* **Provided information**
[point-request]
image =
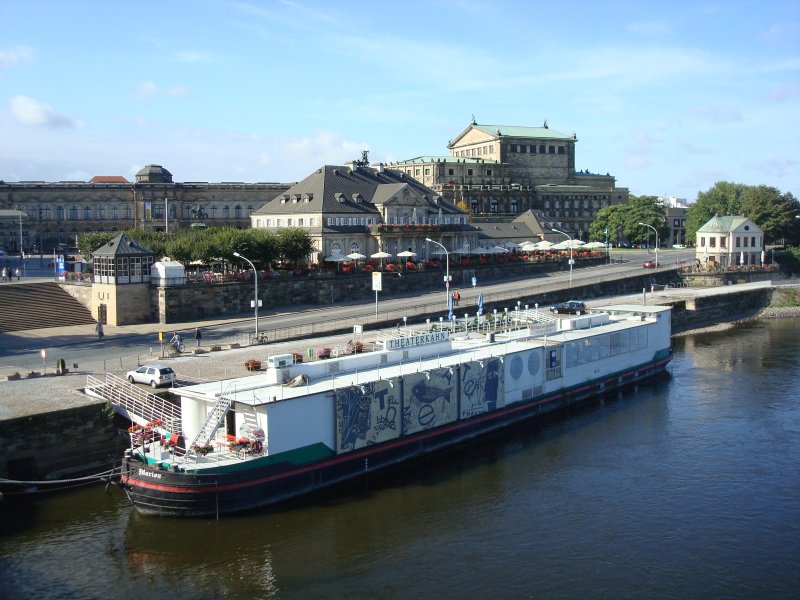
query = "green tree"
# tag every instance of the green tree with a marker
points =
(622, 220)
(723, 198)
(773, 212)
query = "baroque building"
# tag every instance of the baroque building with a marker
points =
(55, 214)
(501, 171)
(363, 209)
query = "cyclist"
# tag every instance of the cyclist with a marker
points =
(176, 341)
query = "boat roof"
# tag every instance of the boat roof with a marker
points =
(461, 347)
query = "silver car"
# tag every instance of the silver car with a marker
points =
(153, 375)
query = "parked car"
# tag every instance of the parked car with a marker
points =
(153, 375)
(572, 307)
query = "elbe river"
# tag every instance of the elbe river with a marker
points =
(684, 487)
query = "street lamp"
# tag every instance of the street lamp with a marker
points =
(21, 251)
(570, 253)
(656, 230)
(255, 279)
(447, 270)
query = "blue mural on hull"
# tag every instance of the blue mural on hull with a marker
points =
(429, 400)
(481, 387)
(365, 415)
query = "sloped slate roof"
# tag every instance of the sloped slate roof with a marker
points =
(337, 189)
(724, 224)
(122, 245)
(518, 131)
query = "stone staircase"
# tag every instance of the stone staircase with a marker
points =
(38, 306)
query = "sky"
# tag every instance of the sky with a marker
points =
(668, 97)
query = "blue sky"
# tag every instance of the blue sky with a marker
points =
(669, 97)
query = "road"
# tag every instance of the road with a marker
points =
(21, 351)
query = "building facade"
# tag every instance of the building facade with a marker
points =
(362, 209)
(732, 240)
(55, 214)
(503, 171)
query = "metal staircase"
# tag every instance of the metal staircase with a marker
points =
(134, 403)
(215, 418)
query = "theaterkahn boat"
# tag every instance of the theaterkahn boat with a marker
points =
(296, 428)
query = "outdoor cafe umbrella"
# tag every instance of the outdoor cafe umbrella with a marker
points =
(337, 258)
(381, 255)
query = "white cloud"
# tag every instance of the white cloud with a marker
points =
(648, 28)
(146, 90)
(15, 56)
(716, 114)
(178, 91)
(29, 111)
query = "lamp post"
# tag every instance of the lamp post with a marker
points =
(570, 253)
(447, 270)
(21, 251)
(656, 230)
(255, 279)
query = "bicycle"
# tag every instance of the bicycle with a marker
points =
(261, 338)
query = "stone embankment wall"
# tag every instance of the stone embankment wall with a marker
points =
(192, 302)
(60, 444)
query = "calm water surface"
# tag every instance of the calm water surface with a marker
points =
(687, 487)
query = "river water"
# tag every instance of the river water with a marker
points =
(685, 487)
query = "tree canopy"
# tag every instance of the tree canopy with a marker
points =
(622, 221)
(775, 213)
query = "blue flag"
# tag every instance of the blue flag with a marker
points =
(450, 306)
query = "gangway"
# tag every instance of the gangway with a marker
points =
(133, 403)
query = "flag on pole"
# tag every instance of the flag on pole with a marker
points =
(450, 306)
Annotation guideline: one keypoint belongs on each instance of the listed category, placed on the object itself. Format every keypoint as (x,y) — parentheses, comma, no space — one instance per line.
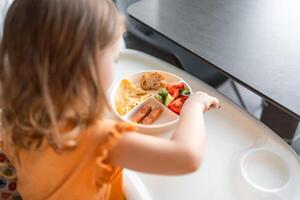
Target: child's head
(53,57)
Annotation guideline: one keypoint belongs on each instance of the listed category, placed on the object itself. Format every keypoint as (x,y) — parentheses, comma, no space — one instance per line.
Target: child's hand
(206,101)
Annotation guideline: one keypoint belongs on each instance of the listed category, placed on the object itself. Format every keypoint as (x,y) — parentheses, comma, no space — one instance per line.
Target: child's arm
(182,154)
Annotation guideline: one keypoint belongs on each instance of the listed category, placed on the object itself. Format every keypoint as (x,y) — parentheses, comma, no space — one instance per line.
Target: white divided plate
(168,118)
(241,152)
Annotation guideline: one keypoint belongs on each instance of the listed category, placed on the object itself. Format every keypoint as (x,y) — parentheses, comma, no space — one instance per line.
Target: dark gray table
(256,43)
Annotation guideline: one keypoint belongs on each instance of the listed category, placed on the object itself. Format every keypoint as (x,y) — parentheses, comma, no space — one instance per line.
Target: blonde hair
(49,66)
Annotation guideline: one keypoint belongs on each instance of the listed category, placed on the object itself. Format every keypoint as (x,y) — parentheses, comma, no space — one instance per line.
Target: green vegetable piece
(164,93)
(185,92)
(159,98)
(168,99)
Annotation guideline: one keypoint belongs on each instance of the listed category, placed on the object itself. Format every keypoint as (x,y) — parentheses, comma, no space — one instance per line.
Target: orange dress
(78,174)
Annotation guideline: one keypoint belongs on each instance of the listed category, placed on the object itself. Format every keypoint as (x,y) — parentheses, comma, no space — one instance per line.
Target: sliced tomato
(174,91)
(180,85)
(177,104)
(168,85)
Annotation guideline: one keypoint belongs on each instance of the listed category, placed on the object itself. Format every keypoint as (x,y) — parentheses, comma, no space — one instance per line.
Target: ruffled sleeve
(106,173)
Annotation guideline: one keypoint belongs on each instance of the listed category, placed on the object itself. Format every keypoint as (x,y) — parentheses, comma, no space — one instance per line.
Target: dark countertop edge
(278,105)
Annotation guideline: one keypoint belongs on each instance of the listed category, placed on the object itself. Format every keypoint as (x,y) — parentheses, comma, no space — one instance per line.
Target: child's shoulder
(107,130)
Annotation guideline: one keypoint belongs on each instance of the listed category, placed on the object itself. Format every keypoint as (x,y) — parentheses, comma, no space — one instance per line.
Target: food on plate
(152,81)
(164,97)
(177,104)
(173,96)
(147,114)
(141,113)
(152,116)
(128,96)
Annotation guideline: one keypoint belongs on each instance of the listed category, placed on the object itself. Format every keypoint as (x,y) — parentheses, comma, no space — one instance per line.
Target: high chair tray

* **Given task**
In the copy, include no pictures; restate the listing above exactly.

* **Expected answer**
[point-request]
image =
query = "green tree"
# tag every instance of the green tree with a marker
points =
(622, 220)
(723, 198)
(773, 212)
query = "baroque building"
# tag every instance of the baroque building with a marker
points =
(55, 214)
(501, 171)
(363, 209)
query = "cyclist"
# tag every instance of the cyclist with a marker
points =
(176, 341)
query = "boat roof"
# tag every instance of the boat roof with a marker
points =
(461, 347)
query = "silver car"
# tag every instance of the silver car with a marker
points =
(153, 375)
query = "parked car"
# tag every instance of the parked car with a marker
points =
(153, 375)
(572, 307)
query = "elbe river"
# tag every instance of the elbe river with a marker
points =
(684, 487)
query = "street lamp"
# tag every instance of the street lamp with a marker
points =
(21, 251)
(570, 253)
(656, 230)
(255, 279)
(447, 270)
query = "blue mural on hull"
# tag every instance of the blue mural on hull with a marker
points =
(429, 400)
(481, 387)
(365, 415)
query = "sloped slate roof"
# tag every instance of the sloped slate roof with a marker
points =
(337, 189)
(724, 224)
(122, 245)
(518, 131)
query = "stone staircase"
# tag every instance of the stone staircase with a marker
points =
(38, 306)
query = "sky"
# tag every instance of the sky with a marker
points =
(668, 97)
query = "blue sky"
# tag every instance of the blue sky with a marker
points =
(669, 97)
query = "road"
# tag every instance of the road with a marker
points =
(21, 351)
query = "building facade"
# tag every instance of the building facade with a marker
points =
(362, 209)
(732, 240)
(55, 214)
(503, 171)
query = "metal staircase"
# tag every instance of the metal staircase with a marker
points =
(134, 403)
(215, 418)
query = "theaterkahn boat"
# tag every instance of the theaterkahn boat with a marker
points =
(296, 428)
query = "outdoor cafe umbrella"
# tag every instance of the outdoor cafe umbrella with a marker
points =
(337, 258)
(381, 255)
query = "white cloud"
# tag every instance of the white cloud with a marker
points =
(648, 28)
(146, 90)
(15, 56)
(716, 114)
(178, 91)
(29, 111)
query = "lamp post"
# tag every instance of the lamp post with a marker
points =
(570, 253)
(447, 270)
(21, 251)
(656, 230)
(255, 279)
query = "bicycle"
# tag every instance of the bicycle with a marker
points =
(261, 338)
query = "stone embankment wall"
# tag every instance of the stone embankment wall with a marker
points =
(192, 302)
(60, 444)
query = "calm water surface"
# tag every instance of the calm water surface with a marker
points =
(687, 487)
query = "river water"
# tag every instance of the river water with a marker
points =
(685, 487)
query = "tree canopy"
# tag every instance of the tree canopy with a marker
points =
(622, 221)
(775, 213)
query = "blue flag"
# tag every instance of the blue flag with a marker
points =
(450, 306)
query = "gangway"
# tag every instance of the gangway with a marker
points =
(133, 403)
query = "flag on pole"
# tag every instance of the flag on pole with a marker
points =
(450, 306)
Annotation guideline: one keypoint belongs on each instance of the listed category, placed on the object itself. Format every keypoint as (x,y) — parentheses, comma, no space — one instance per line.
Target: child's head
(53,57)
Annotation guideline: one keypoint belongs on each instance of the listed category, placed on the object itself. Format every keypoint as (x,y) — parentheses, comma, no space — one instance per line.
Target: child's hand
(206,101)
Annotation guideline: one keypoint belongs on each instance of the listed category, placed on the object itself. Format every keypoint as (x,y) — parentheses, comma, no space — one instance per line.
Target: child's arm
(182,154)
Annotation guideline: one keypoint belongs on each instance of the listed category, placed on the object itself. Format every keypoint as (x,y) — parentheses, comma, no space — one instance per line.
Target: white divided plate
(168,118)
(241,152)
Annotation guideline: one keypoint belongs on each instance of the listed category, placed on the object itself. Format every keypoint as (x,y) — parentheses, comma, no space — one instance per line.
Target: dark gray table
(256,43)
Annotation guideline: one keypoint belongs on each instance of the listed category, placed on the object itself. Format every keypoint as (x,y) — parentheses, comma, no space — one instance per line.
Target: blonde hair
(49,66)
Annotation guideline: one keypoint belongs on each instance of the listed category, placed on the object itself. Format every keypoint as (x,y) — parentheses, comma, no space — one instance per line.
Target: green vegetable piece
(164,93)
(185,92)
(159,98)
(168,99)
Annotation guideline: one keypoint belongs on each instance of the listed category, placed on the object itself. Format every keypoint as (x,y) — parentheses, comma, no space — one instance per line.
Target: orange dress
(78,174)
Annotation guideline: one keypoint belongs on each instance of the listed category, placed on the object itself. Format every keypoint as (x,y) — parentheses, comma, no space — one instance per line.
Target: sliced tomato
(174,91)
(180,85)
(177,104)
(168,85)
Annotation guideline: one keypoint belongs on each instance of the listed category, placed on the object itself. Format every keypoint as (x,y) — parentheses, comma, no space — one instance per line.
Target: ruffled sleeve
(106,173)
Annotation guideline: one keypoint belongs on each instance of the listed category, placed on the object itself. Format every keypoint as (x,y) — parentheses, comma, no space — one instance per line.
Target: dark countertop edge
(278,105)
Annotation guideline: one keypoint belongs on each instance of the listed category, placed on the object itself. Format every keypoint as (x,y) — parentheses, comma, no space — one instance per line.
Target: child's shoulder
(107,130)
Annotation guideline: one keypoint belongs on each instance of the listed category, placed on the object itself. Format every keypoint as (x,y) — parentheses, comma, no space — one instance per line.
Target: food on plate
(152,81)
(164,97)
(177,104)
(173,96)
(147,114)
(141,113)
(152,116)
(128,96)
Annotation guideline: one keypoint belongs on each instance of the listed category, placed on the object itself. Format every keypoint as (x,y) — parentheses, comma, no space — one instance per line.
Target: high chair tray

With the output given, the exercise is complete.